### Goal of the exercise
When you transcribe the lines below, keep every word the same and leave the pictures behind.
[Opening Provided records section]
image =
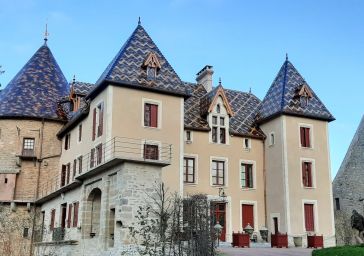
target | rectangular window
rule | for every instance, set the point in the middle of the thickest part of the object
(218, 172)
(67, 141)
(80, 133)
(75, 214)
(337, 204)
(247, 175)
(307, 174)
(99, 154)
(80, 164)
(189, 170)
(151, 152)
(150, 115)
(92, 158)
(28, 147)
(69, 219)
(63, 175)
(53, 216)
(100, 110)
(309, 217)
(305, 137)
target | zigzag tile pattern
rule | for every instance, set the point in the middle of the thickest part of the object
(282, 97)
(36, 89)
(127, 65)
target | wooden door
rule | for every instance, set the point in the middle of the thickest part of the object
(247, 215)
(220, 216)
(309, 217)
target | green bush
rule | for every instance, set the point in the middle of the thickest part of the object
(357, 250)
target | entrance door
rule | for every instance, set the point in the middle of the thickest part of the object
(248, 215)
(220, 216)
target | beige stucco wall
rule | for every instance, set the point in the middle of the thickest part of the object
[Closing Provided records section]
### Expected answer
image =
target | rectangular window
rule | for every instance, set the point in the middle of the thickest part of the object
(218, 172)
(67, 141)
(80, 133)
(75, 214)
(337, 204)
(247, 175)
(307, 174)
(99, 154)
(80, 164)
(189, 170)
(151, 152)
(150, 115)
(92, 158)
(28, 147)
(69, 219)
(63, 175)
(53, 216)
(100, 110)
(309, 217)
(305, 137)
target | zigzag tile pattern
rule | for every instance, set the point in the middle of the thickest part of the object
(282, 97)
(36, 89)
(127, 65)
target | wooden door
rule | for every instance, set the point in the middle of the thickest part of the object
(247, 215)
(220, 216)
(309, 217)
target | green bush
rule | for every instance, set the point in the middle of the thickest part of the object
(357, 250)
target | entrance door
rule | for every instance, set the point in the middle of the thickest part of the object
(248, 215)
(220, 216)
target | beige stucco wall
rule | for every instance, set the point in the middle of the thickest part of the object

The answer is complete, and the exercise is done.